## TASKS FOR THIS EXERCISE
**A.** Translate this sentence from the musician profile into Spanish: "He began writing songs at age eleven and studying classical piano by six, laying the foundation for the emotionally rich, musically adventurous work he creates today."
**B.** From the musician profile below, write out the passage that starts at the words "Tobi LaCroix is" and stops after the words "he creates today.", with every character unchanged.

## SELECTION
Tobi LaCroix is a classically trained theatrical pop dramatist and trans storyteller scoring his own coming-of-age. Raised in Virginia and now studying in the prestigious singer/songwriter program at Interlochen Arts Academy, LaCroix’s music is guided more by curiosity than convention. He began writing songs at age eleven and studying classical piano by six, laying the foundation for the emotionally rich, musically adventurous work he creates today.
LaCroix’s breakthrough came with “Home,” a vulnerable track inspired by his experience as a trans person. Written in response to feelings of isolation and misunderstanding, the song traces his personal journey from early self-awareness to confronting societal projections. “In many instances, I am the only trans person someone I know has ever met,” he shares. “I wrote this song in hopes that people would hear it and understand more about trans people and the trans experience.” What began as a personal reckoning became a powerful turning point, musically and emotionally.
A YoungArts winner, LaCroix has performed at The Harvest Festival and the Traverse City Opera House, and shared the stage with artists like Dar Williams. He has also earned over 200 million views across Instagram and TikTok with his raw, genre-fluid performances, catching the attention of artists like Halsey, SZA, Alanis Morissette, and Jewel.

## STORED RECORDS
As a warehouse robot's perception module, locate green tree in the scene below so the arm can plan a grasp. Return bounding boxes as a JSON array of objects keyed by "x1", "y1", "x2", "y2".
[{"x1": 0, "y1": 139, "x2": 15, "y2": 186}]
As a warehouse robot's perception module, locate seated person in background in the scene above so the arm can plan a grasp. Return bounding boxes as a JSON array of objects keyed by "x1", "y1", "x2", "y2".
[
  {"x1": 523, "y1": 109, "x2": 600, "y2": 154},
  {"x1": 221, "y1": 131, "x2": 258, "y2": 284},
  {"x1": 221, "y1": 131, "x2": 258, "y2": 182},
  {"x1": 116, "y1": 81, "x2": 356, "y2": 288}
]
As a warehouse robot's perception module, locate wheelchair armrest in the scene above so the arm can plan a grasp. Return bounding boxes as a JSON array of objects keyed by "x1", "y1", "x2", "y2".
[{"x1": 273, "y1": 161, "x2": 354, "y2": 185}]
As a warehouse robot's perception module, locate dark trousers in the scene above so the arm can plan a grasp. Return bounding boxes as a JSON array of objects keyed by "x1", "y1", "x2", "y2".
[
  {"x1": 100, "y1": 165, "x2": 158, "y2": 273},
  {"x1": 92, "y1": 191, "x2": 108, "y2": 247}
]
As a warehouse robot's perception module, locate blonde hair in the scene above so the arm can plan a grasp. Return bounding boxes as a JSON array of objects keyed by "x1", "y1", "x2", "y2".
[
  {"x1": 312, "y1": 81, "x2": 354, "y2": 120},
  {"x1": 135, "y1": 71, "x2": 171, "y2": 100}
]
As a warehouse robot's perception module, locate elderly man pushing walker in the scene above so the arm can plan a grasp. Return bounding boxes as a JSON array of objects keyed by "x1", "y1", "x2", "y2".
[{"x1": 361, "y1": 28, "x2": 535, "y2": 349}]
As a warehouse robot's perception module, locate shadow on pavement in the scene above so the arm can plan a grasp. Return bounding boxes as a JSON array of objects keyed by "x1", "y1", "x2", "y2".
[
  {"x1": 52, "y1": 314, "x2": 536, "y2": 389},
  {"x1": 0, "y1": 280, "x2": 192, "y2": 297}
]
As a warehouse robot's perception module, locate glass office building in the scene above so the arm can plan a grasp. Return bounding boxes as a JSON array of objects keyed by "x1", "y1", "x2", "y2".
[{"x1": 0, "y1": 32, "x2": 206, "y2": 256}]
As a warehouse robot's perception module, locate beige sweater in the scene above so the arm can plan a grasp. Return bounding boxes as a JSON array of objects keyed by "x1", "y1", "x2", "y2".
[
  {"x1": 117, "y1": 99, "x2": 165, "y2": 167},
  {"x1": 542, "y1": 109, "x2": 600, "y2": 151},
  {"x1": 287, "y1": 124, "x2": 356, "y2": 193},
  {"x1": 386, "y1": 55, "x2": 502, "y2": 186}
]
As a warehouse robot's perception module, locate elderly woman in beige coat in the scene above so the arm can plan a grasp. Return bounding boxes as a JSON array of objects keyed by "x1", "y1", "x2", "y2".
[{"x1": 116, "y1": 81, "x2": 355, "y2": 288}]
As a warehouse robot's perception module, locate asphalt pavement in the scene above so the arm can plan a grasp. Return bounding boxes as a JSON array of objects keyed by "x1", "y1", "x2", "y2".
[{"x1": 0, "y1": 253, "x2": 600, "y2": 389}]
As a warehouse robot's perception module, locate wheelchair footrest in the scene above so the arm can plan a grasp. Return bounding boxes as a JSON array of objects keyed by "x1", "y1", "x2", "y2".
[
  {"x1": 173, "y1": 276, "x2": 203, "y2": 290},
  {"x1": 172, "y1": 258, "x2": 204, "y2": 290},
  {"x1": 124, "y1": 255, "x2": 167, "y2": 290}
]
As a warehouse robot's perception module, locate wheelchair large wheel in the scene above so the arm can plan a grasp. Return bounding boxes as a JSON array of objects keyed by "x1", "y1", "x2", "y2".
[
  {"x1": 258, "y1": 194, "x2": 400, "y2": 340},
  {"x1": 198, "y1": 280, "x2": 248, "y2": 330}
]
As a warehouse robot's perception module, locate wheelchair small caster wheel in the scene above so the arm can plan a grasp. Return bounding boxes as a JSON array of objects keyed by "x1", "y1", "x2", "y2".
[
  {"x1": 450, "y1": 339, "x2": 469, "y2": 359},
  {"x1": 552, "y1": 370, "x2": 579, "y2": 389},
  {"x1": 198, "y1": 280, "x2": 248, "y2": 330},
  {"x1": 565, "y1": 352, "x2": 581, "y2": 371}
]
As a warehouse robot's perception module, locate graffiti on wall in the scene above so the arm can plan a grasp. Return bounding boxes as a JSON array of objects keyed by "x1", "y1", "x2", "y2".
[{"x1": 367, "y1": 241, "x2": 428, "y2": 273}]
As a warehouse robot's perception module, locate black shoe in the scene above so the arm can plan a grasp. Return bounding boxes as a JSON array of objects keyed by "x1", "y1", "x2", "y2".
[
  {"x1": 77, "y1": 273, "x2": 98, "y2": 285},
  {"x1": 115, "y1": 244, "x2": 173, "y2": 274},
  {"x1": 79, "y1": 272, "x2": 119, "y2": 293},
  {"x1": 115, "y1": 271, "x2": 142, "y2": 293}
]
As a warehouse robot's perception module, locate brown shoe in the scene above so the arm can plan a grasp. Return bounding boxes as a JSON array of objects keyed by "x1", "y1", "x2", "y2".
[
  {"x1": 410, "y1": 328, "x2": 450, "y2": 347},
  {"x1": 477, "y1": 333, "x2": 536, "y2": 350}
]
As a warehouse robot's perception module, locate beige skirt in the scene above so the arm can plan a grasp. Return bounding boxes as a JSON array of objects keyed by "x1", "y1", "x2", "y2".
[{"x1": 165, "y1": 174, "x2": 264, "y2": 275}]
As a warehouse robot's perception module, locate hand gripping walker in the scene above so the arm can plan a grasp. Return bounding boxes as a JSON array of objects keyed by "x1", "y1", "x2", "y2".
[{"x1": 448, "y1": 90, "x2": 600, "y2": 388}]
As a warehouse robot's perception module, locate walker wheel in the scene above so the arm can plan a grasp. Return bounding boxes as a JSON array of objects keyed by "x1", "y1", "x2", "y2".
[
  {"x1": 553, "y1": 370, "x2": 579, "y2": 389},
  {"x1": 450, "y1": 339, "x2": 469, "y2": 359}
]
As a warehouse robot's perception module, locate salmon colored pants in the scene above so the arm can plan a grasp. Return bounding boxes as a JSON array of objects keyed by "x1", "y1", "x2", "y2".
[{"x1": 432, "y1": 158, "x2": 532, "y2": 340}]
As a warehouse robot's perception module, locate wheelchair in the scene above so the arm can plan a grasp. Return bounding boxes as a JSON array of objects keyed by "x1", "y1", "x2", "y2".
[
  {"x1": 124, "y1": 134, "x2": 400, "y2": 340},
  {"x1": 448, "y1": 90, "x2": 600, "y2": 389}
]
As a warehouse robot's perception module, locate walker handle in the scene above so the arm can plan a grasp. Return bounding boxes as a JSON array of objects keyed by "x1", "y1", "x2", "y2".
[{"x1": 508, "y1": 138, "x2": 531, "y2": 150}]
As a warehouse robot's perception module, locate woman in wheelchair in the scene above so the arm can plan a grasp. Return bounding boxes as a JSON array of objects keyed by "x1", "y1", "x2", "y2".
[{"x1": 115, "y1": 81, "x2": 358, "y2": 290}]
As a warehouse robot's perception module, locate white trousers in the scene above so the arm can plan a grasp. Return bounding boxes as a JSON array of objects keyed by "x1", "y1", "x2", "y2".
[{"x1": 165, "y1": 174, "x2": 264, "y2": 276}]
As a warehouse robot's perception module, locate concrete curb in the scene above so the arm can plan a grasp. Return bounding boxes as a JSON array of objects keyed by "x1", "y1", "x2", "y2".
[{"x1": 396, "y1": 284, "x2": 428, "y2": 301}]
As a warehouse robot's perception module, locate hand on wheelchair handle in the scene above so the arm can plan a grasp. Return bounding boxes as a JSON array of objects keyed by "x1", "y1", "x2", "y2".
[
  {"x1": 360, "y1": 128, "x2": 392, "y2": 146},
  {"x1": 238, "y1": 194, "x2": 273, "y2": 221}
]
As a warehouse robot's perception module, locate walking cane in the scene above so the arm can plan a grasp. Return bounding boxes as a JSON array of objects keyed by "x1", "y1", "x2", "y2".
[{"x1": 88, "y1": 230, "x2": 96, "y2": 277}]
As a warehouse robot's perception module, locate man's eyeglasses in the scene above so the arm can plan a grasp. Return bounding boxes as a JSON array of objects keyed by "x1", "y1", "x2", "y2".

## EXPECTED ANSWERS
**A.** Comenzó a escribir canciones a los once años y a estudiar piano clásico a los seis, sentando las bases del trabajo emocionalmente rico y musicalmente aventurero que crea hoy.

**B.**
Tobi LaCroix is a classically trained theatrical pop dramatist and trans storyteller scoring his own coming-of-age. Raised in Virginia and now studying in the prestigious singer/songwriter program at Interlochen Arts Academy, LaCroix’s music is guided more by curiosity than convention. He began writing songs at age eleven and studying classical piano by six, laying the foundation for the emotionally rich, musically adventurous work he creates today.